## TASK DETAILS
What follows is a set of records, each of which is to be written out exactly.
● ● ●
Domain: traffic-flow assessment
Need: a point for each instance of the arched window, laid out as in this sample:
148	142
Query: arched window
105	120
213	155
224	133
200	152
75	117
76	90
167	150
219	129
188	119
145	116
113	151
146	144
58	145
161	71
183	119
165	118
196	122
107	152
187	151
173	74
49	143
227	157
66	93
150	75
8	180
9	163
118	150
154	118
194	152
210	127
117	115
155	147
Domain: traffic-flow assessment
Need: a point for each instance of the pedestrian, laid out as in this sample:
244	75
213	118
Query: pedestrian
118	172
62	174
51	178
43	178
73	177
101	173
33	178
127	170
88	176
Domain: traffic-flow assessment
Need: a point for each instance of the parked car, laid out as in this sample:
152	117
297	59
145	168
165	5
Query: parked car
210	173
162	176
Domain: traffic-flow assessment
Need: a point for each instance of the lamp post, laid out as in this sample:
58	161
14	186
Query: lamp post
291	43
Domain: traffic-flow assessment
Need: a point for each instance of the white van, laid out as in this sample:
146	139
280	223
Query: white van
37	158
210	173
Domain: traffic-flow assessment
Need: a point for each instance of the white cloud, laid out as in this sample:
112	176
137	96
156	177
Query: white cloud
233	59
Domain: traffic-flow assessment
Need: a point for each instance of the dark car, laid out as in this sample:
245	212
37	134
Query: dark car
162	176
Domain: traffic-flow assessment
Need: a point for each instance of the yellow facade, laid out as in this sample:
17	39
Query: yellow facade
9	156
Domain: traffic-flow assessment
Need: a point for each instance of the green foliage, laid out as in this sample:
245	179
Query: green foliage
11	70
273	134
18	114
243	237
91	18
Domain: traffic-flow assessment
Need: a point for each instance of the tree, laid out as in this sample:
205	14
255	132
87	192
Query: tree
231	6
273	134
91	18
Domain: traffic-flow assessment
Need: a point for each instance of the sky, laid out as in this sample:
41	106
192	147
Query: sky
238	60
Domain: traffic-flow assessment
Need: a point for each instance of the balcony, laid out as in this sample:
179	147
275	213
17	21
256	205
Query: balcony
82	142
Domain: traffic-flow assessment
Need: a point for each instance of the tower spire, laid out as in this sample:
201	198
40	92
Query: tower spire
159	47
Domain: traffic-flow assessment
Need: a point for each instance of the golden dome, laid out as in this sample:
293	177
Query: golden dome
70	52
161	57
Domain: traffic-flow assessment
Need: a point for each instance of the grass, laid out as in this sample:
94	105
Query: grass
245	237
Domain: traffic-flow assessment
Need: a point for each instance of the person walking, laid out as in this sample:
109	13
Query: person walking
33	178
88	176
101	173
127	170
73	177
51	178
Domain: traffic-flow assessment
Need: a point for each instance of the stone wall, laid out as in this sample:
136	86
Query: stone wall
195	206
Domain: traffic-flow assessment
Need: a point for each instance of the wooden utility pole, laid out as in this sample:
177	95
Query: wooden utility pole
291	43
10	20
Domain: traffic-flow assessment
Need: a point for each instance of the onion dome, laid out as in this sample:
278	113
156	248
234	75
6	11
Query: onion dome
● ● ●
## EXERCISE RESPONSE
Domain: traffic-flow assessment
Need: a point for each instance of the arched window, laid out as in this sample:
148	142
Query: arched window
105	120
213	155
224	133
200	152
75	117
76	90
167	150
219	129
188	119
145	116
113	151
146	144
58	145
161	71
183	119
165	118
196	122
107	152
187	151
173	74
49	143
227	157
66	93
150	75
8	180
9	163
118	150
154	118
194	152
210	127
117	115
155	147
Domain: traffic-flow assessment
Need: a point for each instance of the pedestrian, laid out as in this sample:
244	75
213	118
Query: pedestrian
118	172
62	174
51	178
43	178
73	177
101	173
33	178
127	170
88	176
Domain: traffic-flow assessment
Need: a point for each instance of the parked car, laid out as in this sample:
152	117
297	59
145	168
165	5
Query: parked car
210	173
162	176
Domain: traffic-flow assessment
Need: a point for each instance of the lamp post, laid out as in this sample:
58	161
14	186
Query: lamp post
291	43
Domain: traffic-flow assessment
Need: a point for each instance of the white van, laid out as in this sample:
146	139
280	223
Query: white van
37	158
210	173
Domain: traffic-flow assessment
Need: a point for each instance of the white cloud, laid out as in this sample:
112	176
137	96
156	177
Query: white cloud
233	59
Domain: traffic-flow assessment
Need: a point for each instance of the dark car, laid out as in this sample:
245	212
37	134
Query: dark car
162	176
Domain: traffic-flow assessment
Need: a point for each instance of the yellow facade, laid out as in this sample:
17	39
Query: yellow facade
9	156
Domain: traffic-flow assessment
Need: a point for each instance of the green foliage, laid out as in this sample:
245	179
Query: green foliage
11	70
273	134
18	114
243	237
91	18
Domain: traffic-flow assessment
Need: a point for each instance of the tree, laid out as in this sample:
205	14
255	132
87	192
Query: tree
231	6
273	134
91	18
Domain: traffic-flow assessment
Need: a point for each instance of the sky, laid out as in this sample:
41	106
192	147
Query: sky
238	60
Domain: traffic-flow assessment
Need: a point for each instance of the balcony, laid out as in this sample:
179	147
275	213
17	21
256	205
Query: balcony
82	142
Domain: traffic-flow assessment
Need: a point for each instance of the tower spire, laid out as in this sample:
201	198
40	92
Query: tower spire
159	47
Domain: traffic-flow assessment
Need: a point for each instance of the golden dome, laid out as in this sample:
293	177
Query: golden dome
70	52
161	57
Domain: traffic-flow assessment
Need: a point for each instance of the grass, laid out as in this sample:
94	105
Query: grass
245	237
Domain: traffic-flow assessment
Need: a point for each instance of the person walking, laid out as in this sample:
109	13
Query: person walking
33	178
88	176
101	173
127	170
73	177
51	178
Domain: traffic-flow assessment
Need: a point for each instance of the stone wall, laid out as in this sample:
136	86
Query: stone wall
195	206
Domain: traffic-flow assessment
Need: a point for each instance of the wooden utility pole, laid out as in this sample:
177	95
Query: wooden utility pole
291	43
10	20
Domain: traffic-flow assessment
Need: a point for each instance of the onion dome, laid out as in this sample:
278	113
156	248
234	75
6	11
Query: onion dome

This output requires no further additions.